**Work to be completed**
Below is some material; transcribe all of it exactly.

-- Information provided start --

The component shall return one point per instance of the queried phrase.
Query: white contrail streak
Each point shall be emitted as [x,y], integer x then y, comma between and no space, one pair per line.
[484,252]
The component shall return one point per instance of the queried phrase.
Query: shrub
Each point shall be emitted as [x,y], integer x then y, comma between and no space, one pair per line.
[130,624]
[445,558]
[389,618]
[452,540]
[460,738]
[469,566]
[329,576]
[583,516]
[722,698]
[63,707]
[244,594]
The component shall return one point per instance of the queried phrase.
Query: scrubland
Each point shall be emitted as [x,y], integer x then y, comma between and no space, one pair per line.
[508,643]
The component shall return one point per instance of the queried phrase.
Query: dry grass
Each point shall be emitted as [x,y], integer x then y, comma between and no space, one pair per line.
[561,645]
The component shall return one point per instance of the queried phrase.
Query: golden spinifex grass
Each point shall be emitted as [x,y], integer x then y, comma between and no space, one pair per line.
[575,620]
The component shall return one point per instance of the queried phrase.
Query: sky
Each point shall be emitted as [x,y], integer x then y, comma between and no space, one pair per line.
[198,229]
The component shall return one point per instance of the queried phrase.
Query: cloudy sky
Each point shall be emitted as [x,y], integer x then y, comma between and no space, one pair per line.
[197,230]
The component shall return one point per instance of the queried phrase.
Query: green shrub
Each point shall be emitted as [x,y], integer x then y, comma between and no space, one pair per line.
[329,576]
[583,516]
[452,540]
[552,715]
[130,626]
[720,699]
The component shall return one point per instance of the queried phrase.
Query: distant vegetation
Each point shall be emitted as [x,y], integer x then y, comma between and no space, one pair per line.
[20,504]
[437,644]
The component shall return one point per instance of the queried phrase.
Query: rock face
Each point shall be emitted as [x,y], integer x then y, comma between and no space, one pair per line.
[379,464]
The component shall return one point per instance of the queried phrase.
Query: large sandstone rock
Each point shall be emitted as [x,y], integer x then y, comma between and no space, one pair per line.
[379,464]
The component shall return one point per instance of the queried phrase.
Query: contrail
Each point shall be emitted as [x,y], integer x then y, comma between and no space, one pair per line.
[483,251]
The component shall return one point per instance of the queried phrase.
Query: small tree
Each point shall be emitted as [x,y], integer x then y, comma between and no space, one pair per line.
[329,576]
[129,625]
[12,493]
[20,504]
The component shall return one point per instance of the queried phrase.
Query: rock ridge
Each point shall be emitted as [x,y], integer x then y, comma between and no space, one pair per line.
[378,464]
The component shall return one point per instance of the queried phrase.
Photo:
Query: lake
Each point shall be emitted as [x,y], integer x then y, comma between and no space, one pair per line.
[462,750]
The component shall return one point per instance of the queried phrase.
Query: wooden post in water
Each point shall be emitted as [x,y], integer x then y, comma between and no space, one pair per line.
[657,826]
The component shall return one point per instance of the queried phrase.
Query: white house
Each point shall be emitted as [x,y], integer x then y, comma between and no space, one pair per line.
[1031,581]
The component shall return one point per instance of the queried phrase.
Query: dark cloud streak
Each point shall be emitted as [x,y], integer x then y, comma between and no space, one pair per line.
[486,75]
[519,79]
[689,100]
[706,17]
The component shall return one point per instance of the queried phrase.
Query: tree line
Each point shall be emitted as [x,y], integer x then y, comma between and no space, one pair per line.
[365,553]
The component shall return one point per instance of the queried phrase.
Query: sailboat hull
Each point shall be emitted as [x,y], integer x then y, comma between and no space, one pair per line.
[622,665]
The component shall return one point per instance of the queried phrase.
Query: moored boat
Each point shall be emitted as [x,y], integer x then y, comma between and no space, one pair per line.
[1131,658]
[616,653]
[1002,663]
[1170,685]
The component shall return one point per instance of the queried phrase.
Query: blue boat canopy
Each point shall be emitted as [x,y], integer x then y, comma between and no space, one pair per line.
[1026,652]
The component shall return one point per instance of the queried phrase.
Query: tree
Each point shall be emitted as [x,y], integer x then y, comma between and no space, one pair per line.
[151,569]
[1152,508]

-- Information provided end --

**Answer to this exercise**
The component shall return one point per instance of the queried phrase.
Query: white contrail streak
Each point shall be emitted as [x,y], integer x then y, comma between and no space, one pair per line.
[484,252]
The component shall return one point per instance of the queried phrase.
Query: shrub
Each point shall be emitted as [x,y], integer x then y, comma between and no space, one pair per line.
[130,624]
[445,558]
[389,618]
[452,540]
[460,738]
[469,566]
[329,576]
[583,516]
[722,698]
[63,707]
[244,594]
The component shall return one point per instance of the queried phrase.
Query: scrubland
Each point shall be emitted as [x,y], integer x then y, comma between and no space, one pair per line.
[508,643]
The component shall return one point per instance of the queried phrase.
Query: dry grass
Each point shall be emitted as [x,y], integer x then y, comma between and no space, one pair per line.
[561,645]
The component shall return one point per instance of the queried phrase.
Query: golden spinifex grass
Each point shall be emitted as [x,y], integer x then y, comma between and no space, one pair per line.
[575,620]
The component shall return one point per instance of the queried phrase.
Query: sky
Each point shall be emitted as [x,y], integer x then y, comma between and no space, one pair per line.
[198,229]
The component shall return one point per instance of the queried phrase.
Query: cloudy sky
Each point shall be emitted as [x,y], integer x then y, comma between and no space, one pair per line.
[197,230]
The component shall return one point per instance of the queried phrase.
Query: green shrub
Each point shall be emitted as [x,y], integer x then y, comma between and no space, one pair per line.
[329,576]
[583,516]
[452,540]
[552,715]
[130,626]
[720,699]
The component shall return one point per instance of the queried phrase.
Query: distant vegetation
Each point shall be emitted as [x,y], integer x then y, comma between and no space, one pair per line.
[20,504]
[437,644]
The component shall return one point per instance of the queried phrase.
Query: rock face
Each point shall be emitted as [x,y], integer x then y, comma between and no space, one pair per line.
[379,464]
The component shall return one point per instance of the queried phrase.
Query: large sandstone rock
Each point shall be emitted as [x,y], integer x then y, comma between and no space, one pair per line.
[379,464]
The component shall return one point per instance of the queried phrase.
Query: contrail
Each point shall be emitted as [x,y], integer x then y, comma between and no space, one pair per line.
[483,251]
The component shall return one point per instance of the queried phrase.
Query: small tree
Each point shall be emitted as [x,y], integer x then y, comma between and no space, one pair per line.
[329,576]
[129,625]
[12,493]
[20,504]
The component shall return one point per instance of the queried phrase.
Query: rock ridge
Each point shall be emitted as [x,y], integer x then y, comma between and no space, one pair per line.
[378,464]
The component shall return one point per instance of the queried phrase.
Photo:
Query: lake
Each point shall be emitted as [x,y], integer x then y, comma between and no space, one pair per line.
[462,750]
The component shall return one point per instance of the queried phrase.
Query: wooden post in water
Each point shall be emitted as [x,y], integer x then y, comma between and no space, one pair per line.
[657,826]
The component shall return one point per instance of the queried phrase.
Query: white house
Each point shall be emitted as [x,y], integer x then y, comma between and no space, one pair per line.
[1031,581]
The component shall return one point per instance of the queried phrase.
Query: dark cloud streak
Each point shall be emitted as [x,y], integer x then y, comma between and no space, one pair per line.
[486,75]
[519,79]
[689,100]
[706,17]
The component shall return one point per instance of the queried phrase.
Query: tree line
Each point shall be emitted as [x,y], integer x then y, comma between and no space, one pair per line.
[365,553]
The component shall return one point per instance of the queried phrase.
Query: sailboat hull
Each point shall be emitted as [x,y], integer x then y, comma between and no space, one pair per line.
[622,665]
The component shall return one point per instance of the queried phrase.
Query: moored boat
Each point shall be emitted as [x,y], integer x then y, comma between and no space, one pair per line.
[1131,658]
[616,653]
[1002,663]
[1170,685]
The component shall return one point per instance of the queried phrase.
Query: blue boat canopy
Each point shall be emitted as [x,y], integer x then y, comma between and no space, one pair per line.
[1026,652]
The component shall return one point per instance of the queried phrase.
Query: tree
Each point shall be emitted as [x,y], integer x then y, comma between and no space, one pair per line.
[151,569]
[1152,508]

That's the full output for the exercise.